**Source data:**
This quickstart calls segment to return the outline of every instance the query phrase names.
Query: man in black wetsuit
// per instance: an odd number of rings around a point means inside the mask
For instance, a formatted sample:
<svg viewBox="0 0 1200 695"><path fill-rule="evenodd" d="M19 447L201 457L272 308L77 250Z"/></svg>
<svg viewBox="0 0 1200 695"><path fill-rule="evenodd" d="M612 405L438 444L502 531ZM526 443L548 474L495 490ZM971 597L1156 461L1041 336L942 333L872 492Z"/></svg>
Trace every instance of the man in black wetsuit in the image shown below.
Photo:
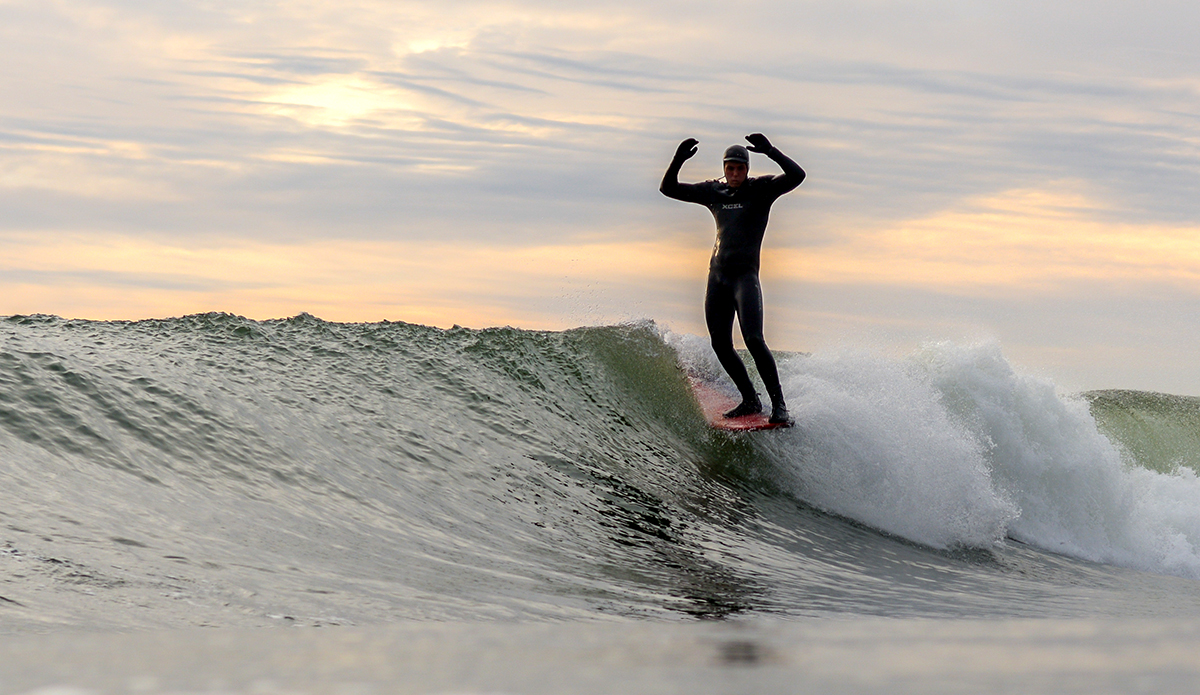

**Task goal:** Look through the entries above, find each line containing "every", and copy it.

**Output for this task:**
This quickstart calls segment to return the outline of every instance the query phrase names.
Trace every instance of the man in black wetsuit in the image shown below.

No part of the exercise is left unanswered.